## About this task:
Set down, word for word, the stretch of lines from the one containing "locate air conditioning" to the end of the records below.

(Task material)

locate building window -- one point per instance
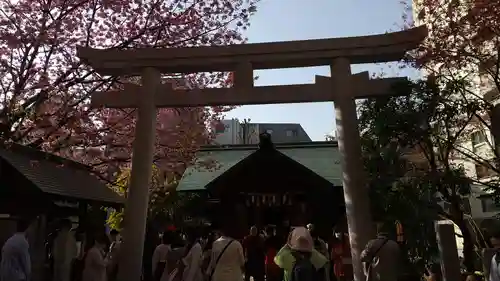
(484, 171)
(489, 205)
(478, 138)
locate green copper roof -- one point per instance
(323, 158)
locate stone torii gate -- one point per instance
(342, 88)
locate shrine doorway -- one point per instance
(268, 187)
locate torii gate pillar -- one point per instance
(357, 203)
(136, 207)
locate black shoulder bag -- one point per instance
(218, 259)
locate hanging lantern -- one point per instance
(399, 232)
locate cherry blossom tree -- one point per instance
(45, 89)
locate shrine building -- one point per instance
(287, 184)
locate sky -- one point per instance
(285, 20)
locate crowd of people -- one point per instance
(194, 255)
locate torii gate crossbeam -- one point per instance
(342, 88)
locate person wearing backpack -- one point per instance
(227, 260)
(381, 258)
(299, 260)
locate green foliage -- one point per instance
(411, 143)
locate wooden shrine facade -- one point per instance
(283, 185)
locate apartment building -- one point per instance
(234, 131)
(480, 142)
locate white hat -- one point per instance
(300, 240)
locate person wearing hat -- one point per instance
(299, 252)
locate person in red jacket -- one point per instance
(340, 252)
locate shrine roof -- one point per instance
(323, 158)
(58, 176)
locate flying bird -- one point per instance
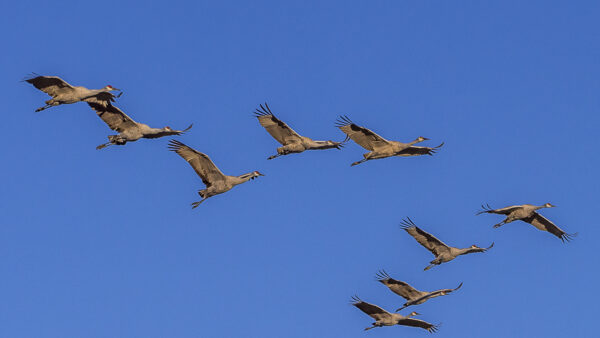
(379, 147)
(128, 129)
(216, 182)
(442, 252)
(384, 318)
(527, 213)
(291, 141)
(412, 295)
(64, 93)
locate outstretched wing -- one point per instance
(425, 239)
(201, 163)
(114, 117)
(361, 135)
(168, 132)
(277, 128)
(503, 211)
(418, 323)
(374, 311)
(103, 98)
(400, 288)
(438, 293)
(545, 224)
(51, 85)
(418, 151)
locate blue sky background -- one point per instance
(105, 244)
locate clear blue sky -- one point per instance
(105, 244)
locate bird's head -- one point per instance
(256, 174)
(334, 144)
(110, 88)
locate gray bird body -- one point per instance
(64, 93)
(291, 141)
(216, 182)
(378, 146)
(129, 130)
(384, 318)
(528, 214)
(412, 295)
(442, 252)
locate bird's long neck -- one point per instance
(242, 178)
(464, 251)
(319, 144)
(417, 140)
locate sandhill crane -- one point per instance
(63, 93)
(378, 146)
(129, 130)
(291, 141)
(216, 182)
(442, 252)
(527, 213)
(412, 295)
(384, 318)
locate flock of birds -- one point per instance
(101, 101)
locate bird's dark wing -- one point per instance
(425, 239)
(201, 163)
(400, 288)
(116, 119)
(51, 85)
(418, 151)
(362, 136)
(418, 323)
(274, 126)
(103, 98)
(374, 311)
(545, 224)
(438, 293)
(168, 132)
(503, 211)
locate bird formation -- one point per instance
(101, 101)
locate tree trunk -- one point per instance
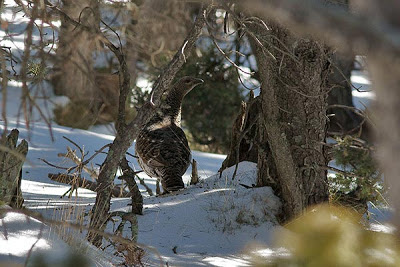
(293, 117)
(127, 133)
(11, 161)
(243, 137)
(74, 63)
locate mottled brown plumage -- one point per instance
(161, 146)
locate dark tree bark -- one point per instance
(293, 116)
(243, 138)
(127, 133)
(11, 161)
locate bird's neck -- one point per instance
(172, 105)
(170, 110)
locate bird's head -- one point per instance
(188, 83)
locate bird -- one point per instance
(161, 147)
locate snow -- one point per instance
(210, 224)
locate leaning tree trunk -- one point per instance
(293, 117)
(126, 133)
(243, 145)
(12, 158)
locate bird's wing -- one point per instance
(164, 147)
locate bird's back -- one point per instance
(164, 152)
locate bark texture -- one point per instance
(12, 158)
(293, 120)
(243, 145)
(126, 133)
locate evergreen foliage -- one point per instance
(361, 174)
(209, 110)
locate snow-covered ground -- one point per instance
(209, 224)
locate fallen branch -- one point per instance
(83, 183)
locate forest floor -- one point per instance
(213, 223)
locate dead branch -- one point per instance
(148, 189)
(351, 32)
(72, 156)
(84, 183)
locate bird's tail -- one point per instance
(172, 183)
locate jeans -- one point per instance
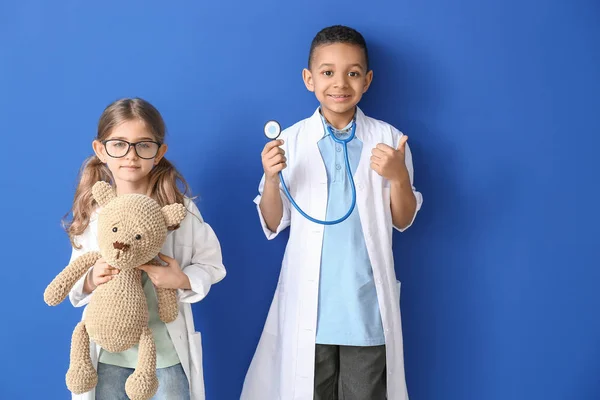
(172, 383)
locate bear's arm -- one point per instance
(60, 286)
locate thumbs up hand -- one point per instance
(389, 162)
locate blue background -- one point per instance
(499, 99)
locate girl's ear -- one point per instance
(103, 193)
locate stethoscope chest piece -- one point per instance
(272, 129)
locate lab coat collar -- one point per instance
(316, 129)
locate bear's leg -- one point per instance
(81, 376)
(167, 304)
(143, 383)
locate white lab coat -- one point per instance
(197, 250)
(283, 365)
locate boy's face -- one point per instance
(338, 75)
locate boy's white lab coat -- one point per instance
(284, 362)
(197, 250)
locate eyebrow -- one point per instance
(331, 65)
(142, 139)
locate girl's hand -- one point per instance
(168, 276)
(101, 273)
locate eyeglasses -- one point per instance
(117, 148)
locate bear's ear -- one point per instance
(103, 193)
(174, 214)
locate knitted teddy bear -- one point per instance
(132, 229)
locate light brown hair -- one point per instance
(167, 185)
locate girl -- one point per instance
(130, 154)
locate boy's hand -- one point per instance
(389, 162)
(273, 159)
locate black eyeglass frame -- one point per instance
(129, 147)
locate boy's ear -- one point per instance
(368, 80)
(308, 81)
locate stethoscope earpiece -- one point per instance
(272, 129)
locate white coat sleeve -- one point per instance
(206, 267)
(76, 295)
(409, 167)
(285, 218)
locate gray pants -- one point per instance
(350, 373)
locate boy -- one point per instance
(333, 329)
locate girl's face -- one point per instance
(130, 152)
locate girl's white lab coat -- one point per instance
(284, 362)
(197, 250)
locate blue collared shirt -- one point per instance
(348, 311)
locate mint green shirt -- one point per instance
(166, 356)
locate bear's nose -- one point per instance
(120, 246)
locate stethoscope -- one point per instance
(273, 130)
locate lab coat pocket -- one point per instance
(196, 375)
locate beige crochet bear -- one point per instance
(132, 229)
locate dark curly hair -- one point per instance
(338, 34)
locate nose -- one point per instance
(120, 246)
(340, 82)
(131, 153)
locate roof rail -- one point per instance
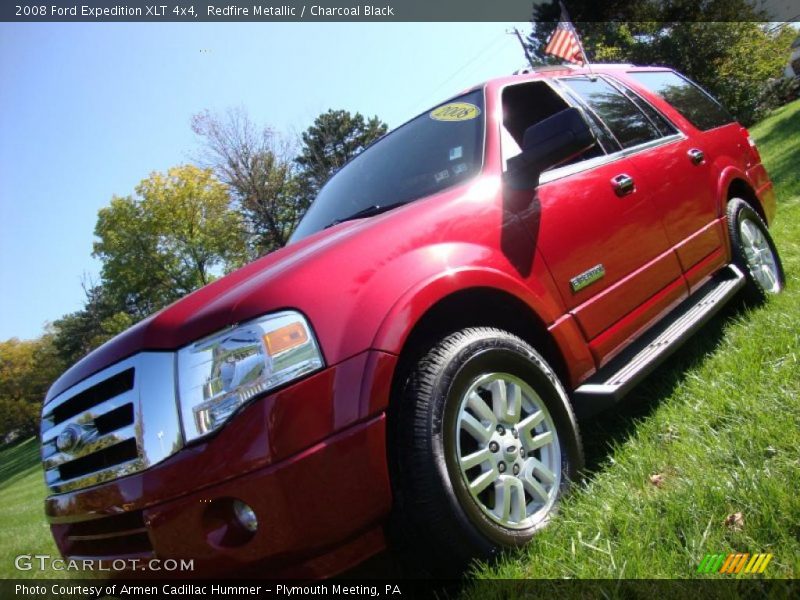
(546, 68)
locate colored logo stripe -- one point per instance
(738, 562)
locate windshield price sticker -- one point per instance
(455, 111)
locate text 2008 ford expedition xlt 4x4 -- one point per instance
(409, 366)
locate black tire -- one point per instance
(741, 214)
(438, 524)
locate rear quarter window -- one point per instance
(688, 98)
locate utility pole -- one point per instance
(524, 48)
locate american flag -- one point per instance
(564, 41)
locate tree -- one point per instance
(177, 234)
(78, 333)
(27, 369)
(257, 166)
(334, 138)
(717, 43)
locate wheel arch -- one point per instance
(478, 306)
(739, 188)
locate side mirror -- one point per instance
(549, 143)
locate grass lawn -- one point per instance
(22, 521)
(718, 427)
(713, 433)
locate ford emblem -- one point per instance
(68, 439)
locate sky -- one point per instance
(87, 110)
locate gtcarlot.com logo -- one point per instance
(45, 562)
(734, 563)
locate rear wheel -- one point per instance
(485, 444)
(754, 251)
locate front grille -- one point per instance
(118, 422)
(124, 534)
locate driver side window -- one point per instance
(528, 103)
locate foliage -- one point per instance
(27, 368)
(78, 333)
(334, 138)
(257, 166)
(732, 59)
(776, 93)
(175, 236)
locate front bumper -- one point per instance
(309, 459)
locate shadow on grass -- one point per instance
(612, 427)
(18, 459)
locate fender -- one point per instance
(440, 283)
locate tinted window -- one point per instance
(437, 150)
(628, 124)
(656, 118)
(689, 99)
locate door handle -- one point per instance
(696, 156)
(622, 184)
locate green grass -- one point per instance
(22, 520)
(720, 422)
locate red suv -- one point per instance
(409, 367)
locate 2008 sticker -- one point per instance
(455, 111)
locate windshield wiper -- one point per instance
(369, 211)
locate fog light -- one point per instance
(245, 515)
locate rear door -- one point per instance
(680, 178)
(601, 236)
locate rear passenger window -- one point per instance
(625, 120)
(689, 99)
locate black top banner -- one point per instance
(391, 10)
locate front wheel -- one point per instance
(485, 444)
(754, 251)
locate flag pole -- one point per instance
(565, 14)
(524, 48)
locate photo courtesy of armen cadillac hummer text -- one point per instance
(407, 371)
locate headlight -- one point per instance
(220, 373)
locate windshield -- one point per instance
(438, 149)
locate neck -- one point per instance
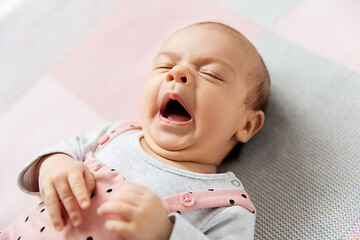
(185, 165)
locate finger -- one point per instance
(121, 228)
(69, 202)
(89, 179)
(79, 189)
(53, 205)
(121, 209)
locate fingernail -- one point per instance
(58, 228)
(85, 204)
(76, 222)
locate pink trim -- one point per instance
(184, 202)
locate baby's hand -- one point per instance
(142, 213)
(60, 176)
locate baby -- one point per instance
(207, 91)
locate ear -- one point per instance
(254, 122)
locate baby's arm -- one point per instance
(141, 214)
(62, 177)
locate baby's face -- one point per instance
(193, 103)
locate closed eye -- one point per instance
(212, 75)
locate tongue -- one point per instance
(177, 117)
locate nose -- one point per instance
(181, 74)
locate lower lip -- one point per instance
(173, 123)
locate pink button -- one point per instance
(187, 199)
(103, 139)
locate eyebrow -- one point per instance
(203, 60)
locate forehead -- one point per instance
(205, 41)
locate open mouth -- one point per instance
(172, 111)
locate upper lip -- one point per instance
(176, 97)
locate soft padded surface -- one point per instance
(60, 68)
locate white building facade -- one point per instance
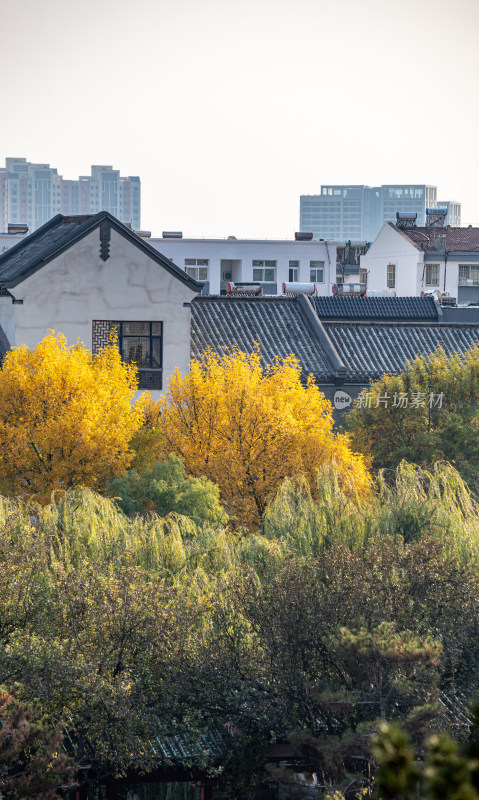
(216, 262)
(425, 260)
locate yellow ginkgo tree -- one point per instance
(247, 427)
(66, 417)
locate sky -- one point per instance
(229, 110)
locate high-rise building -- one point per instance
(31, 194)
(358, 212)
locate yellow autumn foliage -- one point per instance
(247, 428)
(66, 417)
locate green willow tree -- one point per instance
(440, 421)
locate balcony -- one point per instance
(469, 281)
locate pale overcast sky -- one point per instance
(228, 110)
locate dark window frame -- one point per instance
(149, 377)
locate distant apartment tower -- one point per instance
(31, 194)
(358, 212)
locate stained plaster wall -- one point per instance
(393, 247)
(78, 287)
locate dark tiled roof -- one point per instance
(33, 247)
(276, 323)
(368, 351)
(455, 238)
(58, 234)
(375, 308)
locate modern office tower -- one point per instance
(358, 212)
(453, 209)
(31, 194)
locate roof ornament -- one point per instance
(105, 234)
(405, 221)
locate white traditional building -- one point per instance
(83, 276)
(427, 259)
(216, 262)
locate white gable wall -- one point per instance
(77, 287)
(393, 247)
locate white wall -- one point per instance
(78, 287)
(393, 247)
(247, 250)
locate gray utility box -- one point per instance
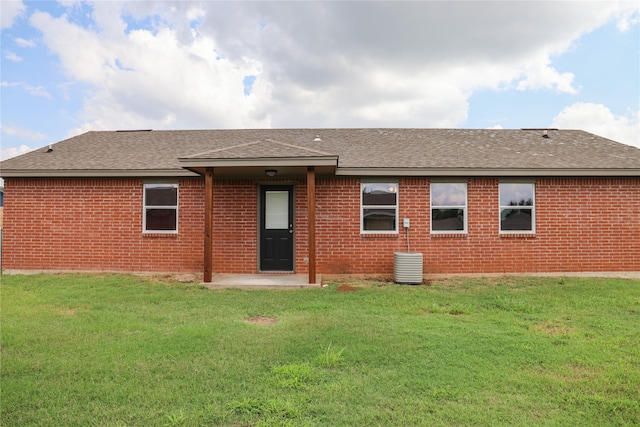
(407, 267)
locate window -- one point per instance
(517, 208)
(448, 207)
(379, 207)
(160, 208)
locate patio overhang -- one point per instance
(257, 167)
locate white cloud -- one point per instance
(12, 56)
(10, 10)
(598, 119)
(22, 133)
(182, 64)
(33, 90)
(25, 43)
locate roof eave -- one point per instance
(93, 173)
(496, 172)
(260, 162)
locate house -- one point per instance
(325, 201)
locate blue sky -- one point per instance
(69, 67)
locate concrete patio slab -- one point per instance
(262, 281)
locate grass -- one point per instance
(113, 350)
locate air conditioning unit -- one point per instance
(407, 268)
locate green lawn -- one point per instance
(114, 350)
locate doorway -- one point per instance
(276, 228)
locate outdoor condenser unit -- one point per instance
(407, 268)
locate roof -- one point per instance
(409, 152)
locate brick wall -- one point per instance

(End Task material)

## Answer area:
locate air conditioning unit -- one point per instance
(407, 268)
locate green lawn -- one point per instance
(114, 350)
locate doorway -- one point per instance
(276, 228)
locate outdoor condenser unit -- one point per instance
(407, 268)
locate roof -- one point per instance
(409, 152)
locate brick wall -- one point per instance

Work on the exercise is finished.